Requirement:
Convert all of the data below into a numbered list, one line per item, leaving out any blank lines.

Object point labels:
◆ ◆ ◆ ◆
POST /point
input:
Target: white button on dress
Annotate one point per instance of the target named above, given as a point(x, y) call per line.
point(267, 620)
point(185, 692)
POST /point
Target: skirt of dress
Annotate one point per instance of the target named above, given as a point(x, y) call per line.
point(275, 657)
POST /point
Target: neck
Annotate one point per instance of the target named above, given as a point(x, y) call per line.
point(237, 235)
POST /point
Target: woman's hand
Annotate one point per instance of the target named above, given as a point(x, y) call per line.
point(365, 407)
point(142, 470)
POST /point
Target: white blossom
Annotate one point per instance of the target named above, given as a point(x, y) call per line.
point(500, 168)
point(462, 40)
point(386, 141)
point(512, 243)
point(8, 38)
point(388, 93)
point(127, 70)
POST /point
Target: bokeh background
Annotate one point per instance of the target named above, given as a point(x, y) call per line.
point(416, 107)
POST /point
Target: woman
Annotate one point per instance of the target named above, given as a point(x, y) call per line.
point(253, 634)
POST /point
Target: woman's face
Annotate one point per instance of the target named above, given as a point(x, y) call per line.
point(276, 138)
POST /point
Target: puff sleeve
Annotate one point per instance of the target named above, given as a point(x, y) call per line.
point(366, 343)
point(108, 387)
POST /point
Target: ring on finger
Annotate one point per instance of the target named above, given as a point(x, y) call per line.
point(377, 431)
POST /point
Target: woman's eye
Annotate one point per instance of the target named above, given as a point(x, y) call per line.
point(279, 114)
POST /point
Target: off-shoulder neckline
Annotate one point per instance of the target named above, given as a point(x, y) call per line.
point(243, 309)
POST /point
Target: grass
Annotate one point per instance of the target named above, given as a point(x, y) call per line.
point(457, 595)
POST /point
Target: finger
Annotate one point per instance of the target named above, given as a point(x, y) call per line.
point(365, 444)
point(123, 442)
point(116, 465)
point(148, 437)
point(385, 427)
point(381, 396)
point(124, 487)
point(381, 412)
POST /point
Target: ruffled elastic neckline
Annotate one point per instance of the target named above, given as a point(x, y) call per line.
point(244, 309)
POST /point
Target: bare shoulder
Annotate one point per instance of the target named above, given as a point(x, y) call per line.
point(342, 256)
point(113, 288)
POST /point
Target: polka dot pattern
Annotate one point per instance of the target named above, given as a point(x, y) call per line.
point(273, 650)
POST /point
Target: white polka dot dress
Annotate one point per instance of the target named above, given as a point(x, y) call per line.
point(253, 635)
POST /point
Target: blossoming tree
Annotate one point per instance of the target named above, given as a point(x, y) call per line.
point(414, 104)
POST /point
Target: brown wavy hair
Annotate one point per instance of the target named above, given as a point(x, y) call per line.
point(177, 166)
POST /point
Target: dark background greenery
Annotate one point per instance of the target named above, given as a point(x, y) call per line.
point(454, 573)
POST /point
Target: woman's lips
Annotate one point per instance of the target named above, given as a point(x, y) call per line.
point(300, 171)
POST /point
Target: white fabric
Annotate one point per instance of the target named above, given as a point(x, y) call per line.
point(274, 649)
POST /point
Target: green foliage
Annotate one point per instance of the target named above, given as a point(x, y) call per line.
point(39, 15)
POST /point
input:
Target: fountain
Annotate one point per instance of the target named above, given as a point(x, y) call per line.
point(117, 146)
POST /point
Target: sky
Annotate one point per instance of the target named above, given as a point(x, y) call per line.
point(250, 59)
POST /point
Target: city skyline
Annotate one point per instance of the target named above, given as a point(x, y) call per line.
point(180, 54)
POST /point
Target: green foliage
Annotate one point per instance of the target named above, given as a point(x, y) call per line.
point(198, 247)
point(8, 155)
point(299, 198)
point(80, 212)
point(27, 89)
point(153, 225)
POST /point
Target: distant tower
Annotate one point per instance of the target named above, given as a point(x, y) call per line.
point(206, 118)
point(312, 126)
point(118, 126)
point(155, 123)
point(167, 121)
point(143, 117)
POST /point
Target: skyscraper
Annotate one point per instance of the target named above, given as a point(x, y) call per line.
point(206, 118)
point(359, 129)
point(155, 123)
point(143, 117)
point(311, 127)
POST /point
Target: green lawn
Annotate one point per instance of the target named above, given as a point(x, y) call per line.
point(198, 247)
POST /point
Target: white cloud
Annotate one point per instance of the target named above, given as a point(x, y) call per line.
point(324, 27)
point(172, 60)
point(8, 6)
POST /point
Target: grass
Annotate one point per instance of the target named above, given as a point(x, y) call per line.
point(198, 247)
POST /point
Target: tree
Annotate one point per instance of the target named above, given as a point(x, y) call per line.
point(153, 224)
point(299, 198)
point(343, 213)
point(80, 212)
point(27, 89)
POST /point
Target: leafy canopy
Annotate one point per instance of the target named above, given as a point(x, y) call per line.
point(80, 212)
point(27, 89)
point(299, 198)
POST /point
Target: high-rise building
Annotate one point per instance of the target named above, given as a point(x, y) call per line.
◆ ◆ ◆ ◆
Correct answer:
1. POST /point
2. input:
3. Target: white button on dress
4. Annotate one point per instance of the target named above, given as a point(x, y) call per line.
5. point(267, 620)
6. point(185, 692)
7. POST /point
8. Target: skirt of dress
9. Annotate one point per instance of the target named above, given as a point(x, y) call per line.
10. point(275, 657)
11. POST /point
12. Target: neck
13. Annotate one point per instance of the target named above, given as a point(x, y) call per line.
14. point(237, 235)
15. POST /point
16. Target: woman's hand
17. Annotate one point per instance of the target named above, given as a point(x, y) call per line.
18. point(365, 407)
19. point(142, 470)
20. POST /point
21. Target: white blossom
22. Annotate one point per instance of the target named above, given as a point(x, y) call per line.
23. point(500, 168)
24. point(462, 40)
25. point(386, 141)
26. point(512, 243)
27. point(8, 38)
28. point(388, 93)
29. point(127, 70)
30. POST /point
31. Target: bokeh background
32. Annotate one point per instance of the target named above, given as a point(x, y) call per line.
33. point(416, 107)
34. POST /point
35. Target: woman
36. Annotate one point per instance of the target named above, given as a point(x, y) call per line.
37. point(253, 634)
38. POST /point
39. Target: woman's face
40. Annotate one point per instance of the target named above, given as a point(x, y) call per line.
41. point(276, 138)
42. POST /point
43. Target: puff sleeve
44. Annotate one point per instance of the target named above, given as a point(x, y) call per line.
45. point(366, 343)
46. point(108, 387)
47. POST /point
48. Target: ring on finger
49. Annotate one point per instance of the target named above, given as a point(x, y) call per line.
50. point(377, 431)
51. POST /point
52. Target: woman's eye
53. Annotate one point per instance of the target named above, given as a point(x, y) call per line.
54. point(279, 114)
55. POST /point
56. Target: off-shoulder neckline
57. Annotate one point per instance of the target named above, given as a point(x, y) call per line.
58. point(243, 309)
59. POST /point
60. Target: grass
61. Annotate one point per instance of the target named above, given as a point(x, y) call per line.
62. point(457, 595)
63. POST /point
64. Target: finger
65. Annotate one point per instance of the target named above, given as a point(x, y) call per line.
66. point(365, 444)
67. point(123, 442)
68. point(116, 465)
69. point(148, 437)
70. point(385, 427)
71. point(381, 396)
72. point(124, 487)
73. point(381, 412)
74. POST /point
75. Target: ruffled elastic neckline
76. Annotate one point per instance of the target named above, given as a point(x, y) call per line.
77. point(244, 309)
78. POST /point
79. Target: bare shoulder
80. Annotate one point per instance of the target named above, given as a point(x, y) call per line.
81. point(342, 256)
82. point(113, 288)
83. POST /point
84. Target: polka dot pattern
85. Annotate one point per instance of the target named above, given as a point(x, y) call per line.
86. point(273, 650)
87. POST /point
88. Target: white polka dot dress
89. Annotate one point per instance of the target named above, given as a point(x, y) call per line.
90. point(253, 635)
91. POST /point
92. Target: blossoming tree
93. Annotate one point per instance of the target named above, given as a point(x, y) call per line.
94. point(414, 104)
95. POST /point
96. Target: brown wavy hair
97. Annotate one point per instance of the target named above, given as a point(x, y) call per line.
98. point(177, 166)
99. POST /point
100. Target: dark background greenery
101. Annotate one point per instance of the target named above, given as a point(x, y) call per line.
102. point(454, 573)
103. POST /point
104. Target: woman's lips
105. Annotate one point per instance of the target named above, given as a point(x, y) call per line.
106. point(300, 171)
107. POST /point
108. Target: white fabric
109. Annotate one point per instance of the target named above, given as a point(x, y) call per line.
110. point(274, 649)
111. POST /point
112. Target: green foliage
113. Annotate one point per instance of the target named above, given as a point(x, y) call per line.
114. point(39, 15)
115. POST /point
116. input:
117. Target: fountain
118. Annotate one point per instance of the target named above, given as a point(x, y) call per line.
119. point(117, 146)
120. POST /point
121. Target: sky
122. Annotate one point per instance of the target named above, given as a point(x, y) call per line.
123. point(250, 59)
124. POST /point
125. Target: city skyline
126. Annotate one point per instance of the target named above, given as a point(x, y) call per line.
127. point(180, 54)
128. POST /point
129. Target: green foliage
130. Annotate one point per instance of the target named above, given as a point(x, y) call per line.
131. point(198, 247)
132. point(8, 155)
133. point(299, 198)
134. point(80, 212)
135. point(27, 89)
136. point(153, 225)
137. POST /point
138. Target: distant tower
139. Annotate one point per instance of the target named above, given as a point(x, y) call per line.
140. point(206, 118)
141. point(312, 126)
142. point(118, 126)
143. point(155, 123)
144. point(167, 121)
145. point(143, 117)
146. POST /point
147. Target: skyscraper
148. Annotate one point per instance of the target named above, given as a point(x, y) call per line.
149. point(206, 118)
150. point(359, 129)
151. point(155, 123)
152. point(143, 117)
153. point(311, 127)
154. POST /point
155. Target: green lawn
156. Annotate one point per instance of the target named above, given as a point(x, y) call per line.
157. point(198, 247)
158. POST /point
159. Target: white cloud
160. Annotate one point per instance of the target named above, given as a point(x, y) call per line.
161. point(324, 27)
162. point(172, 60)
163. point(8, 6)
164. POST /point
165. Target: grass
166. Annotate one point per instance of the target named above, given as a point(x, y) call per line.
167. point(198, 247)
168. POST /point
169. Target: tree
170. Annotate one point per instance of the target named above, given as a point(x, y) call per line.
171. point(153, 224)
172. point(299, 198)
173. point(343, 213)
174. point(80, 212)
175. point(27, 89)
176. POST /point
177. Target: leafy canopy
178. Annotate one point per instance of the target named above, given as a point(x, y) call per line.
179. point(80, 212)
180. point(27, 89)
181. point(299, 198)
182. POST /point
183. Target: high-rise building
184. Annotate one point per instance of the target named above, given as a point(x, y) call per line.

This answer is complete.